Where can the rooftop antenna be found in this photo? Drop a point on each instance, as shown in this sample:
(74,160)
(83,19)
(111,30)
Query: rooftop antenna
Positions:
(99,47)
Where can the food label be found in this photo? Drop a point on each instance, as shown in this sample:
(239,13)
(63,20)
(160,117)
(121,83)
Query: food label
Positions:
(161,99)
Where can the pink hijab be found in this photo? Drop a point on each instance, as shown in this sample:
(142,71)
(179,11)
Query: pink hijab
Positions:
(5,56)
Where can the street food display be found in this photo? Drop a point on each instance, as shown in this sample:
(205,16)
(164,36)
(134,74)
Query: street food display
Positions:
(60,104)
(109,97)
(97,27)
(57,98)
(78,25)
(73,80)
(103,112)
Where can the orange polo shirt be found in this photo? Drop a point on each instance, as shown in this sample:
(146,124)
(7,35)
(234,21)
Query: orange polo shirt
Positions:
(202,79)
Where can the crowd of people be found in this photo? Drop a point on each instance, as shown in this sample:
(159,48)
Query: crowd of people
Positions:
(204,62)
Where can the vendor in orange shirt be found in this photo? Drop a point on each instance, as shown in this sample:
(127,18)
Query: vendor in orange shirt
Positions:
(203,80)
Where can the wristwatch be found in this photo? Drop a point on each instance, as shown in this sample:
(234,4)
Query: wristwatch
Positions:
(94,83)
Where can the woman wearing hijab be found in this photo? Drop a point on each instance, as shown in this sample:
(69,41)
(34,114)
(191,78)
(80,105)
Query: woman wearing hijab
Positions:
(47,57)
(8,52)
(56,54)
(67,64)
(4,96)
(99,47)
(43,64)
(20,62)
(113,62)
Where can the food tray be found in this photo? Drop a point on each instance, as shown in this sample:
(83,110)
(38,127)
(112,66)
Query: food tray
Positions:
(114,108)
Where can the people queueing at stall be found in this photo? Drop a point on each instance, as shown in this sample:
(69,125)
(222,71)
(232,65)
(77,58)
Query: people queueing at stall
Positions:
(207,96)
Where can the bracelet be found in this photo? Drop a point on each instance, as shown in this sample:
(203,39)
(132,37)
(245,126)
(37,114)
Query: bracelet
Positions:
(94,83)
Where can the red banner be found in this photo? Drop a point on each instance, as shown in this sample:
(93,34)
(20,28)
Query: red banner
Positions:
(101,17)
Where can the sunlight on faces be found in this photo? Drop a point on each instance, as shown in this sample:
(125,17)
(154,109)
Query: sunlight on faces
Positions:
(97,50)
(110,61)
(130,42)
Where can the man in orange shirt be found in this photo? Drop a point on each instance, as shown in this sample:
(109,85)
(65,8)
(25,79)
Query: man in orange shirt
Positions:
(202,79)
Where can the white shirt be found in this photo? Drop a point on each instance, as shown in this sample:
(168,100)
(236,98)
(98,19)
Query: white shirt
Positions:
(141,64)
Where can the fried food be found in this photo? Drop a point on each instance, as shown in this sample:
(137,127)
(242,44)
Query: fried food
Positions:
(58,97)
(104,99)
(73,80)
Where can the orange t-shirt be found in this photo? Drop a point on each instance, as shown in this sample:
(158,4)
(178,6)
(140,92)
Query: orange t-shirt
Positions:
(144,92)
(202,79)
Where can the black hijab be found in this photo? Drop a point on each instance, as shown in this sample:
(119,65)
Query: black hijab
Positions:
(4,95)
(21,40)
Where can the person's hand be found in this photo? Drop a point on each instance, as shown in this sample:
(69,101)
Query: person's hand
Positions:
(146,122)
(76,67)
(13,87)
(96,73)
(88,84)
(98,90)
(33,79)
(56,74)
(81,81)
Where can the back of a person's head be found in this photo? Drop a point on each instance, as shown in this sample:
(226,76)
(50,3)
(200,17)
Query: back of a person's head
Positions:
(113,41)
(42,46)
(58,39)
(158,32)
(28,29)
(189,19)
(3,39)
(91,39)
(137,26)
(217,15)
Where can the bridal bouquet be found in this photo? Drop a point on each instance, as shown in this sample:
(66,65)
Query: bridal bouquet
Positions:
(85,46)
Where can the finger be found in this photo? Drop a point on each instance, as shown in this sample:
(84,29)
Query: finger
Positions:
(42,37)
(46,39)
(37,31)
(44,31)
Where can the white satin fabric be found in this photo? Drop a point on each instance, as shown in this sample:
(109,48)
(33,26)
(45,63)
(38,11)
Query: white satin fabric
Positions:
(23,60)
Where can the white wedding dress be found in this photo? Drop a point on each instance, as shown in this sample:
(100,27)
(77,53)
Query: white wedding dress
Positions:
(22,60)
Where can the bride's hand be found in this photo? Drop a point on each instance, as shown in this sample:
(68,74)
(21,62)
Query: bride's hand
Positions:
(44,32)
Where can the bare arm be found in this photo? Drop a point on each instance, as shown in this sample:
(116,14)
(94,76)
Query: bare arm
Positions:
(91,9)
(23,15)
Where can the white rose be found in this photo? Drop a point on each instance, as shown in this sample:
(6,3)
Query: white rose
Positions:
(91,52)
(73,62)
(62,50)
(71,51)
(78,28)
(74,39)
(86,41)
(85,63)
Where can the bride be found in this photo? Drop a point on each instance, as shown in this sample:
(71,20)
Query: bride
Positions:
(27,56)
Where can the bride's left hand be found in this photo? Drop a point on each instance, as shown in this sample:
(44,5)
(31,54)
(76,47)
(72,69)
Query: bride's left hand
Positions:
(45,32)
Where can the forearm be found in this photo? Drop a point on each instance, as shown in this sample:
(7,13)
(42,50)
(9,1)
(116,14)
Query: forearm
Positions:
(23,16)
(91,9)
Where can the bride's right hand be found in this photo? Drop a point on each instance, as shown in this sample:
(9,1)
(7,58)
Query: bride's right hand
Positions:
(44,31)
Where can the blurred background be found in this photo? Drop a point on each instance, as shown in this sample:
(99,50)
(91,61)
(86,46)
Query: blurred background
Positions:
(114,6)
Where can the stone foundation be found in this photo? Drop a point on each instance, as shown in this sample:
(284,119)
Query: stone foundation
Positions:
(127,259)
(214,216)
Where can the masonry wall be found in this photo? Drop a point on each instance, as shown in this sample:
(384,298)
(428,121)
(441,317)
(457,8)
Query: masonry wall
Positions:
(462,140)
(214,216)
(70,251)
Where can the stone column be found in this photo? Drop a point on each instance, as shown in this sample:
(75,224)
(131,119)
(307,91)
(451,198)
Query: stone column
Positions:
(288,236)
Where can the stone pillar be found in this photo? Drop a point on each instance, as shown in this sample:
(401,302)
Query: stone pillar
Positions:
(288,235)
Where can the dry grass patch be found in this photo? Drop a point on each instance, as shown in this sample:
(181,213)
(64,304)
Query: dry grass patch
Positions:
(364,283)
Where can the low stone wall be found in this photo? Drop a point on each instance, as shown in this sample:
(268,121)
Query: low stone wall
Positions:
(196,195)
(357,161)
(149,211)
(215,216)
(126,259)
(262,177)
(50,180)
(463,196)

____

What you should do
Update all the records above by swapping "Positions" for "Coordinates" everywhere it occurs, and leave every other line unchanged.

Complete response
Where can the rooftop antenna be found in this photo? Drop a point on each instance, as shown in this sample:
(74,160)
(83,19)
(111,30)
Query: rooftop antenna
Coordinates:
(99,47)
Where can the food label be found in this photo? Drop a point on each instance, as shown in this sample:
(239,13)
(63,20)
(160,117)
(121,83)
Query: food label
Coordinates:
(161,99)
Where can the pink hijab be found in this photo? Drop a point on each instance, as shown in this sample:
(142,71)
(179,11)
Query: pink hijab
Coordinates:
(5,56)
Where can the street food display be found in this photo? Drop a point on each instance, as shown in this sample:
(205,16)
(164,36)
(134,74)
Query: street food display
Coordinates:
(60,104)
(109,97)
(97,27)
(57,98)
(78,25)
(73,80)
(103,112)
Where can the orange polo shirt be found in this photo? Drop a point on each instance, as shown in this sample:
(146,124)
(7,35)
(234,21)
Query: orange polo shirt
Coordinates:
(202,79)
Where can the crowd of people be found in this photo? Drop a point on each instance, as shown in this sample:
(159,48)
Query: crowd of people
Coordinates:
(204,62)
Where can the vendor in orange shirt be found in this photo? Drop a point on each instance, as shown in this sample:
(127,18)
Query: vendor in orange shirt
Coordinates:
(203,80)
Where can the wristwatch be found in this photo? Drop a point on each instance, as shown in this sample:
(234,4)
Query: wristwatch
Coordinates:
(94,83)
Where can the woman wearing hijab be found in this photo? Drop a point on each instance, as shown in this sample:
(69,41)
(34,114)
(191,78)
(80,105)
Query: woman wearing hijab
Coordinates:
(47,57)
(8,52)
(56,54)
(67,64)
(4,96)
(99,47)
(43,64)
(20,62)
(113,62)
Where can the food tray be found in this photo? Drop a point on each instance, as shown in this sample:
(83,110)
(38,127)
(112,66)
Query: food tray
Coordinates:
(114,108)
Where can the people queueing at stall be found in this photo? Drop a point on each instance, as shown in this sample:
(69,125)
(222,71)
(232,65)
(77,58)
Query: people queueing at stall
Coordinates:
(207,96)
Where can the bracelet be found in this photo? Drop a point on each instance, as shown in this sample:
(203,39)
(132,37)
(245,126)
(37,114)
Query: bracelet
Coordinates:
(94,83)
Where can the red banner be found in this photo? Drop a point on each instance, as shown in this sample:
(93,34)
(20,28)
Query: red banner
Coordinates:
(101,17)
Where can the sunlight on faces be found in this photo? Drop a point on each instance, as shown in this sample:
(125,17)
(154,109)
Query: sunlight on faces
Coordinates:
(97,50)
(110,61)
(130,42)
Where can the man in orange shirt be found in this photo? Drop a point on each instance, as shown in this sample:
(109,85)
(65,8)
(25,79)
Query: man in orange shirt
Coordinates:
(202,79)
Where can the white shirt be found in this photo? Drop a point on each instance, as shown in this sample:
(168,100)
(236,98)
(98,19)
Query: white shirt
Coordinates:
(141,64)
Where can the fried food be found in this photo? Drop a point on each instance, as shown in this sample:
(137,127)
(242,44)
Query: fried food
Coordinates:
(58,97)
(104,99)
(73,80)
Where can the orange t-shirt be found in this photo? Drop a point on each instance, as shown in this sample:
(158,4)
(178,6)
(140,92)
Query: orange t-shirt
Coordinates:
(144,92)
(202,79)
Where can the black hijab be found in this photo? Drop a point on each instance, as shown in this sample:
(119,65)
Query: black hijab
Coordinates:
(4,95)
(21,40)
Where can the person's hand be found in this photo? Drop a point on each instance, as shown in this sample:
(69,101)
Query: person's hand
Coordinates:
(146,122)
(76,67)
(13,87)
(96,73)
(88,84)
(98,90)
(33,79)
(56,74)
(81,81)
Where can the back of a person's head be found in this photo? Drop a point on each instance, as shown in this sample:
(226,76)
(50,3)
(200,17)
Query: back of a person's head
Coordinates:
(113,41)
(42,46)
(58,39)
(158,32)
(28,29)
(189,19)
(3,39)
(91,39)
(137,26)
(217,15)
Where can the bridal bouquet be found in this photo? Drop a point on each instance, as shown in this sample:
(66,65)
Query: bridal bouquet
Coordinates:
(85,46)
Where can the finger be found in this photo? Drop a point on each instance, as shown in this sample:
(84,29)
Query: finger
Coordinates:
(42,37)
(46,39)
(37,31)
(44,31)
Where can the white satin fabric be found in this photo? Drop a point on each instance, as shown in this sample:
(109,48)
(33,26)
(45,63)
(38,11)
Query: white satin fabric
Coordinates:
(23,60)
Where can the white wedding dress be found in this photo? Drop a point on each instance, as shown in this sample:
(100,27)
(77,53)
Query: white wedding dress
Coordinates:
(22,60)
Where can the bride's hand be found in this photo? Drop a point on each instance, as shown in this sample:
(68,74)
(21,62)
Query: bride's hand
Coordinates:
(44,32)
Where can the bare arm be found in this photo? Drop a point on each instance, as shown in this sample:
(116,14)
(94,76)
Query: bare arm
Coordinates:
(91,9)
(23,15)
Where can the white rose be found in this photo? Drop a point on each instance, as shown in this sample:
(6,3)
Query: white rose
Coordinates:
(91,52)
(73,62)
(62,50)
(71,51)
(78,28)
(74,39)
(86,41)
(85,63)
Where can the bride be found in this photo? Drop a point on each instance, as shown in this sample:
(71,20)
Query: bride
Coordinates:
(27,56)
Where can the bride's left hand be found in this photo? Drop a point on each instance, as shown in this sample:
(44,5)
(31,54)
(76,47)
(72,69)
Query: bride's left hand
Coordinates:
(45,32)
Where can the forearm be found in this photo? Drop a point on each instance, as shown in this sample:
(7,13)
(42,50)
(9,1)
(116,14)
Query: forearm
Coordinates:
(23,16)
(91,9)
Where can the bride's right hand be found in this photo? Drop a point on each instance, as shown in this sample:
(9,1)
(7,58)
Query: bride's right hand
Coordinates:
(44,31)
Where can the blurred background be found in this photo? Drop a point on each instance, as shown in this sample:
(99,50)
(91,61)
(86,46)
Query: blurred background
Coordinates:
(114,6)
Where can the stone foundation be found in this photo? Drop a point on each instance, as shown in this sample:
(284,119)
Query: stone foundation
Coordinates:
(127,259)
(214,216)
Where can the masonry wall be found in this photo? Drop a point on each instance, as shown in this sample:
(384,298)
(428,121)
(441,317)
(457,8)
Query: masonry wall
Coordinates:
(462,140)
(214,216)
(70,251)
Where can the stone column be found in this photo? Drop a point on each instance, as shown in this sample:
(75,224)
(131,119)
(307,91)
(451,198)
Query: stone column
Coordinates:
(288,236)
Where can the stone pillar be found in this photo? Drop a point on each instance, as shown in this sample:
(401,302)
Query: stone pillar
Coordinates:
(288,235)
Where can the dry grass patch be found in this photo? Drop a point on each instance, as shown in this sample:
(181,213)
(64,304)
Query: dry grass patch
Coordinates:
(364,283)
Where can the low stone wall be found in this photo? Drop a point on each instance, as shown in this sample:
(268,121)
Query: low stone wall
Coordinates:
(196,195)
(357,161)
(149,211)
(215,216)
(126,259)
(262,177)
(50,180)
(463,196)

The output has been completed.